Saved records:
====

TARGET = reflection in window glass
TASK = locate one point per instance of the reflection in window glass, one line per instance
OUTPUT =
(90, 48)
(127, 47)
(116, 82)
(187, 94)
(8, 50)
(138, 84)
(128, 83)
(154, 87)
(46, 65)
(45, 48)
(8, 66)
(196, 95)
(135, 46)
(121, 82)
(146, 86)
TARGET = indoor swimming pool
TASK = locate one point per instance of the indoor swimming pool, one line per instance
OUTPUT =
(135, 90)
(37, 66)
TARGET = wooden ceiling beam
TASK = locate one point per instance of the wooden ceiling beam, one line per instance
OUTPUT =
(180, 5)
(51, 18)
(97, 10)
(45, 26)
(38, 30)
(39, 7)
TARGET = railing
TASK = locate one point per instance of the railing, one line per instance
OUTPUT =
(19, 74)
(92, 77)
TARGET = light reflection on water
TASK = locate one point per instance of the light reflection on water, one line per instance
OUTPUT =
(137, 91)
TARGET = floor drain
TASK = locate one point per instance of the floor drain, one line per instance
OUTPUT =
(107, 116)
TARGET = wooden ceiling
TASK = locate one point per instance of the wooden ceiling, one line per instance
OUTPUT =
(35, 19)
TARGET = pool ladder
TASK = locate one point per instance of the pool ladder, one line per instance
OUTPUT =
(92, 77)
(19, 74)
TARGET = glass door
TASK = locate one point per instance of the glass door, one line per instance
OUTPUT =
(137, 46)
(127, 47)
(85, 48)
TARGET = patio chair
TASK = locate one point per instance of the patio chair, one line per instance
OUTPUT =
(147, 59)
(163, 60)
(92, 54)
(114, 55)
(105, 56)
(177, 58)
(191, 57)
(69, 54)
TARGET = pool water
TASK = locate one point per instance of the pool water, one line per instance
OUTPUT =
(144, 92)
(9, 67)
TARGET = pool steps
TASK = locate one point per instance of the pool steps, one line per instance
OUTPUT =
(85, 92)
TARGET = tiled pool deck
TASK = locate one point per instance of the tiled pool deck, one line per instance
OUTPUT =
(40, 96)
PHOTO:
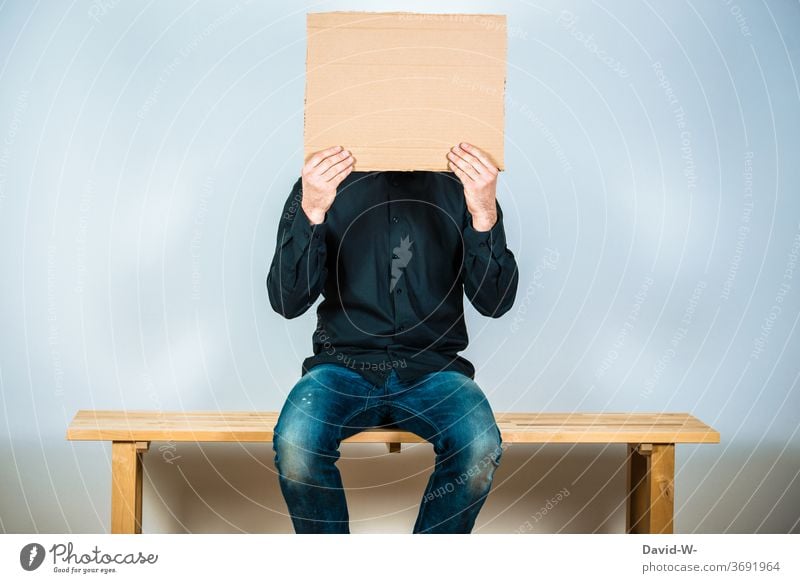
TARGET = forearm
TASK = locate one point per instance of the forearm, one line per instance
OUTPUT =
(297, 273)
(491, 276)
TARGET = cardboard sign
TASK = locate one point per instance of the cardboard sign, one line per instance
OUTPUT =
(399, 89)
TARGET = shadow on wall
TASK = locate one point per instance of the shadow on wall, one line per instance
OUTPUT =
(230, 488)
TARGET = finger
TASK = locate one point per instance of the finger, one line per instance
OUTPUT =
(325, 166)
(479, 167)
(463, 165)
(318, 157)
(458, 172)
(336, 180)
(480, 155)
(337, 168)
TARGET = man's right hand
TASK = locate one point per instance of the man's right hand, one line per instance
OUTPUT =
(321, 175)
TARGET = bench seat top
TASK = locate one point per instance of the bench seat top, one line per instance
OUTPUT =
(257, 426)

====

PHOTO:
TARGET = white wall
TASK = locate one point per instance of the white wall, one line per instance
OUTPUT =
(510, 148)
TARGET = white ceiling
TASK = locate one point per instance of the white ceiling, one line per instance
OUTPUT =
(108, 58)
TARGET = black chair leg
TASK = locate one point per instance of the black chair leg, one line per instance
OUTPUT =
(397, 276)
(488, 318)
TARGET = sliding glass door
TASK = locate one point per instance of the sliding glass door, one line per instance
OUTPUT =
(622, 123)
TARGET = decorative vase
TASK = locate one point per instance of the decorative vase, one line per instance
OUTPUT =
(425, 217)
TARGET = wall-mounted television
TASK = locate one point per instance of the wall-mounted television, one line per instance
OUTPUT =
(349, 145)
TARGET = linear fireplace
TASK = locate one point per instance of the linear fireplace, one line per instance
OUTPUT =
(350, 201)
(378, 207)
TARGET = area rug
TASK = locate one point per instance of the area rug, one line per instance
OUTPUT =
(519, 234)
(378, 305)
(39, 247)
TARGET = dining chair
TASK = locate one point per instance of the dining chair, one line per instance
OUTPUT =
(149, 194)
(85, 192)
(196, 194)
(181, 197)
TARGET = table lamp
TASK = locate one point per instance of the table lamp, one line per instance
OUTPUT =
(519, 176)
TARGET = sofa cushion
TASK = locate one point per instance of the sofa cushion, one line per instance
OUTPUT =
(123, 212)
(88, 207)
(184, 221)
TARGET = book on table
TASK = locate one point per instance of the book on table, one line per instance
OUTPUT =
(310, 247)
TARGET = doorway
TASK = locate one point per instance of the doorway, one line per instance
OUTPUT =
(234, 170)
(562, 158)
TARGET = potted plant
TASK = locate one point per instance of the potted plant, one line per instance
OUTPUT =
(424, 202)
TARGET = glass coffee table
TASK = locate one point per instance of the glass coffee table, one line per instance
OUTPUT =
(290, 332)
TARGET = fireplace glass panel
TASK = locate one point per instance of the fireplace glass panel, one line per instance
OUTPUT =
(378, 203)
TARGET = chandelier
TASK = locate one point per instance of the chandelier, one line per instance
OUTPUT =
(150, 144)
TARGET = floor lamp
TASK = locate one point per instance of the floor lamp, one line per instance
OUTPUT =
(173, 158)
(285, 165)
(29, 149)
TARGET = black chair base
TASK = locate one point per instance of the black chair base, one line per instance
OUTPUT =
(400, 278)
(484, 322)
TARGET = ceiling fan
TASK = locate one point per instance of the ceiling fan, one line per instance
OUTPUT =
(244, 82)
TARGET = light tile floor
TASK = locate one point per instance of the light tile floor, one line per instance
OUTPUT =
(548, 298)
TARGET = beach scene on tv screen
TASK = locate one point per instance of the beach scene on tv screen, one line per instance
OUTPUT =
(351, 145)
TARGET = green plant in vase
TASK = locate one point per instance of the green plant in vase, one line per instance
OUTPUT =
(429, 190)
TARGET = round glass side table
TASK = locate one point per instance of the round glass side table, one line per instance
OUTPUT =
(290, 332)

====

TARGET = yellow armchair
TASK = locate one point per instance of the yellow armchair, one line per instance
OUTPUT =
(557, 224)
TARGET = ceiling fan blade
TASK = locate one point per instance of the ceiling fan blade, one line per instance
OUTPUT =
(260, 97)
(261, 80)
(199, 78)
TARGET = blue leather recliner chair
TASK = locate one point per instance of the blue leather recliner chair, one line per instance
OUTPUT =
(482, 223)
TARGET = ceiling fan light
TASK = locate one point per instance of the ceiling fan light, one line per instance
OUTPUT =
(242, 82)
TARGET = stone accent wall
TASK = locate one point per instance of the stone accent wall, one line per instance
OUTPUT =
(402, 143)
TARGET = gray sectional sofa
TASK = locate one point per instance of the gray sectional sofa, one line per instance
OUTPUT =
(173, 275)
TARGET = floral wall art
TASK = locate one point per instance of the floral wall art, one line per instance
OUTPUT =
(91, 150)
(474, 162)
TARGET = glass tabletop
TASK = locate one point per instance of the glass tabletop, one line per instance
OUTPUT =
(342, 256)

====

▶ Work instructions
Work out how many lines of the material above contain the string "cushion". Give only the number.

▶ The solution
2